§ **Set task**
Repeat every line below exactly as it reads.

§ **Available records**
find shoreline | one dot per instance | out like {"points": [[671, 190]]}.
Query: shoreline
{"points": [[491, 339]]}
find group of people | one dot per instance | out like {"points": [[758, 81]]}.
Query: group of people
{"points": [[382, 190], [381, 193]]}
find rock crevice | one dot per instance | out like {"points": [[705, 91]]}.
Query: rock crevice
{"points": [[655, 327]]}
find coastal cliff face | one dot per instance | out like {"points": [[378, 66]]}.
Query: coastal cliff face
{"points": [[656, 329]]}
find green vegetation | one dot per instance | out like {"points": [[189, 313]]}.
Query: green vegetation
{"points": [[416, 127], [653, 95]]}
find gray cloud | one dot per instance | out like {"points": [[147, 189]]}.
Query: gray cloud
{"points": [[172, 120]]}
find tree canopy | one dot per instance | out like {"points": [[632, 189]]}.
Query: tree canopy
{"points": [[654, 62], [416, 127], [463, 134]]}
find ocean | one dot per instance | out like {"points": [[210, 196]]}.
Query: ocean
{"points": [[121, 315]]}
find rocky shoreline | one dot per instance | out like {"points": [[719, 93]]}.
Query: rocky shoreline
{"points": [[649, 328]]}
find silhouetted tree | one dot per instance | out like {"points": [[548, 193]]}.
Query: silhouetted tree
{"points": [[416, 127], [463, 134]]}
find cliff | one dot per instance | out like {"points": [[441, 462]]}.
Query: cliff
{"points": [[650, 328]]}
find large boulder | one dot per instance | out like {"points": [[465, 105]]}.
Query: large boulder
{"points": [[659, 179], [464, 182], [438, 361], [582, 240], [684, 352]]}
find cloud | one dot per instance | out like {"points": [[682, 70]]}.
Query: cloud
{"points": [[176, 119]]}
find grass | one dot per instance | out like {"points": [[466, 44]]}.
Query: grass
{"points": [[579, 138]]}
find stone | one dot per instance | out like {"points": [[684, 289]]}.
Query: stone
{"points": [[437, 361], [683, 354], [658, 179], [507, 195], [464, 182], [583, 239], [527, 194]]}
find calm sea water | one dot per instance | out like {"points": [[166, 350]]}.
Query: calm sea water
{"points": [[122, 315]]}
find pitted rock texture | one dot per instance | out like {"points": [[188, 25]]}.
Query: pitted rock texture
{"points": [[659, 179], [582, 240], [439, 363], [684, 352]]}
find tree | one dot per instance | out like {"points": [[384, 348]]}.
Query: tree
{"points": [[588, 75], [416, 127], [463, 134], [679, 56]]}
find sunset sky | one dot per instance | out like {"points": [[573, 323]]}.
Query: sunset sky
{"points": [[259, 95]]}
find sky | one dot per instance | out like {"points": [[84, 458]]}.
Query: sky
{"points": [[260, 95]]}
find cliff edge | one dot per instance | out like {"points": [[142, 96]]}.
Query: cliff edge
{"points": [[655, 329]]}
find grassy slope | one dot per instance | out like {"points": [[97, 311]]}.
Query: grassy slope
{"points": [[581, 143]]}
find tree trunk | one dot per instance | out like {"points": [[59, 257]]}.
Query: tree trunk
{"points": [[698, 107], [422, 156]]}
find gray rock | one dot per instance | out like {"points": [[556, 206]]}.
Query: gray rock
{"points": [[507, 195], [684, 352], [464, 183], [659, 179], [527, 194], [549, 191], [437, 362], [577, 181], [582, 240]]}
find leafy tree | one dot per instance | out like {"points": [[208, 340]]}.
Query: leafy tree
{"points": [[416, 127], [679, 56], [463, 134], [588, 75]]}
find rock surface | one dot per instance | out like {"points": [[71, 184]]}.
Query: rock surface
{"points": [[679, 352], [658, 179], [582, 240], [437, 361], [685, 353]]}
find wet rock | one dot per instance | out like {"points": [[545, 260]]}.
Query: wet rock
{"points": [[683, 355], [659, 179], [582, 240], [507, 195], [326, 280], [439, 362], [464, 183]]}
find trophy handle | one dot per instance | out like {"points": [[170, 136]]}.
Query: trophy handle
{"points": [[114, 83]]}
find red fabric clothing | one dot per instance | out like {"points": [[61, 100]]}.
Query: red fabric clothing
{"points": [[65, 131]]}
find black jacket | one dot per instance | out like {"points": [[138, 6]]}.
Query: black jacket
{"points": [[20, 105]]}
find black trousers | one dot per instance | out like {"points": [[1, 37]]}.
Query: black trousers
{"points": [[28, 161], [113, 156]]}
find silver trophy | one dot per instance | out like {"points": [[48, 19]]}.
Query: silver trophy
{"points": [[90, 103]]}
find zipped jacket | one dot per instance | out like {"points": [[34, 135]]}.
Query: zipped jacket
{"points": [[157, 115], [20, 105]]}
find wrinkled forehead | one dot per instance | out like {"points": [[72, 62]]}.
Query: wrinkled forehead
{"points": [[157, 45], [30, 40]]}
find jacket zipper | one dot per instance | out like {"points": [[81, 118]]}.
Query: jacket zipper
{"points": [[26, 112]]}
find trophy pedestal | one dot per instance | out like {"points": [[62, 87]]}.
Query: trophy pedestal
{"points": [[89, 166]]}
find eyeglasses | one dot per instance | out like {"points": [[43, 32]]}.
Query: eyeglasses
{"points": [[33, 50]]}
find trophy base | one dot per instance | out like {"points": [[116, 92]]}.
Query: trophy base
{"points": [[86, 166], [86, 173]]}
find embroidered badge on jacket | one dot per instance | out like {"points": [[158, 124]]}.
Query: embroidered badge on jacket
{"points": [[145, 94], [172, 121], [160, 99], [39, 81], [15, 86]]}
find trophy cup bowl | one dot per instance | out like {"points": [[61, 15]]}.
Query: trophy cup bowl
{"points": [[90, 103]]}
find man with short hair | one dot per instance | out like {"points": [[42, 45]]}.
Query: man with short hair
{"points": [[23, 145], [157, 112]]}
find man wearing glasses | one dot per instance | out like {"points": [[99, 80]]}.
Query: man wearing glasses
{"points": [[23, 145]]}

§ **Worked solution**
find shoreline | one dot per instance | out like {"points": [[671, 190]]}.
Query: shoreline
{"points": [[491, 339]]}
find group of people | one dot per instance | out like {"points": [[758, 81]]}.
Query: group of people
{"points": [[382, 190], [381, 193]]}
find rock crevice | one dot per instance | out like {"points": [[705, 91]]}.
Query: rock crevice
{"points": [[655, 327]]}
find coastal cliff face | one dot per instance | out like {"points": [[378, 66]]}.
Query: coastal cliff face
{"points": [[656, 329]]}
find green vegetation | one dot per instance | out like {"points": [[189, 313]]}.
Query: green vegetation
{"points": [[416, 127], [653, 95]]}
find gray cloud | one dot per instance | out like {"points": [[147, 189]]}.
Query: gray cloud
{"points": [[172, 120]]}
find tree canopy | one dot per instance | out like {"points": [[632, 189]]}.
Query: tree canopy
{"points": [[654, 62], [416, 127], [463, 134]]}
find ocean | one dot per instance | out like {"points": [[210, 196]]}.
Query: ocean
{"points": [[121, 315]]}
find rocky shoreline | one dot per instance | out like {"points": [[719, 93]]}.
Query: rocky shoreline
{"points": [[649, 328]]}
find silhouetted tree | one dot per instance | out like {"points": [[548, 193]]}.
Query: silhouetted tree
{"points": [[416, 127], [463, 134]]}
find cliff | one dot per instance | out like {"points": [[441, 462]]}.
Query: cliff
{"points": [[650, 328]]}
find large boulder | one dot per instance | out like {"points": [[465, 105]]}.
Query: large boulder
{"points": [[659, 179], [464, 182], [438, 361], [582, 240], [684, 352]]}
find cloud | one dot per instance | out like {"points": [[682, 70]]}.
Query: cloud
{"points": [[176, 119]]}
find grass | one dot per instance | out like {"points": [[466, 44]]}.
Query: grass
{"points": [[579, 138]]}
find stone | one dot per instance | out like {"points": [[684, 289]]}.
Query: stone
{"points": [[437, 361], [683, 354], [658, 179], [507, 195], [464, 182], [583, 239], [527, 194]]}
find calm sea water | one dot per instance | out like {"points": [[166, 350]]}.
Query: calm sea water
{"points": [[122, 315]]}
find pitted rock texture | one dot per instance | out like {"points": [[188, 25]]}.
Query: pitted rock texture
{"points": [[659, 179], [582, 240], [439, 363], [684, 352]]}
find tree | one dot per instance | out like {"points": [[384, 348]]}.
Query: tree
{"points": [[588, 75], [416, 127], [463, 134], [679, 56]]}
find sunset sky | one dot per instance | out like {"points": [[573, 323]]}.
Query: sunset sky
{"points": [[259, 95]]}
find sky | one dot per instance | out like {"points": [[84, 458]]}.
Query: sky
{"points": [[260, 95]]}
find cliff edge | one dot per instance | out like {"points": [[142, 96]]}.
Query: cliff edge
{"points": [[655, 329]]}
find grassy slope | one dot per instance | out like {"points": [[97, 311]]}.
Query: grassy slope
{"points": [[581, 143]]}
find tree trunk | one dot per instance | out like {"points": [[59, 257]]}.
Query: tree trunk
{"points": [[698, 107], [422, 156]]}
find gray rock | one dot per instance | out like {"points": [[556, 206]]}.
Query: gray rock
{"points": [[507, 195], [684, 352], [464, 183], [659, 179], [527, 194], [549, 191], [437, 362], [577, 181], [582, 240]]}
find leafy tree | one dot per instance | out like {"points": [[208, 340]]}.
Query: leafy tree
{"points": [[416, 127], [679, 56], [463, 134], [588, 75]]}
find rock surface | one dot per instance | out like {"points": [[71, 184]]}.
Query: rock surface
{"points": [[679, 352], [658, 179], [582, 240], [437, 361], [685, 353]]}
find wet rock | one dot per instance | out like {"points": [[545, 260]]}.
Query: wet rock
{"points": [[683, 355], [659, 179], [582, 240], [507, 195], [326, 280], [439, 362], [464, 183]]}
find trophy handle | one dot per instance | out like {"points": [[170, 136]]}.
Query: trophy handle
{"points": [[114, 83]]}
find red fabric clothing | one dot per instance | out like {"points": [[61, 100]]}.
Query: red fabric clothing
{"points": [[65, 131]]}
find black jacket | one dot per instance | out like {"points": [[138, 6]]}.
Query: black jacket
{"points": [[20, 105]]}
find black trousers | one dot per instance | out like {"points": [[1, 37]]}.
Query: black trousers
{"points": [[28, 161], [113, 156]]}
find silver trophy | one dot per instance | out like {"points": [[48, 19]]}.
Query: silver trophy
{"points": [[90, 103]]}
find zipped jacket | one dot per instance | out like {"points": [[34, 135]]}.
Query: zipped jacket
{"points": [[157, 115], [20, 105]]}
find wrinkled forehead | one dot per instance | out like {"points": [[72, 62]]}.
Query: wrinkled forehead
{"points": [[157, 45], [30, 40]]}
find jacket zipper | one dot per instance | out like {"points": [[81, 118]]}.
Query: jacket zipper
{"points": [[26, 112]]}
find trophy pedestal | one dot per instance | out like {"points": [[62, 87]]}.
Query: trophy pedestal
{"points": [[89, 166]]}
find eyeglasses | one dot per instance | out like {"points": [[43, 32]]}.
Query: eyeglasses
{"points": [[33, 50]]}
find trophy base | one dot per instance | out like {"points": [[116, 92]]}.
Query: trophy base
{"points": [[86, 166], [86, 173]]}
find embroidered badge on jacket | one dot per instance | out like {"points": [[158, 124]]}.
Query: embroidered badge on jacket
{"points": [[145, 94], [172, 121], [160, 99], [39, 81], [15, 86]]}
find trophy cup bowl | one dot per instance | out like {"points": [[61, 15]]}.
Query: trophy cup bowl
{"points": [[90, 103]]}
find man with short hair | one dot per instance | out like {"points": [[42, 45]]}.
Query: man with short hair
{"points": [[23, 145], [157, 112]]}
find man wearing glasses | one dot per instance | out like {"points": [[99, 80]]}.
Query: man wearing glasses
{"points": [[23, 145]]}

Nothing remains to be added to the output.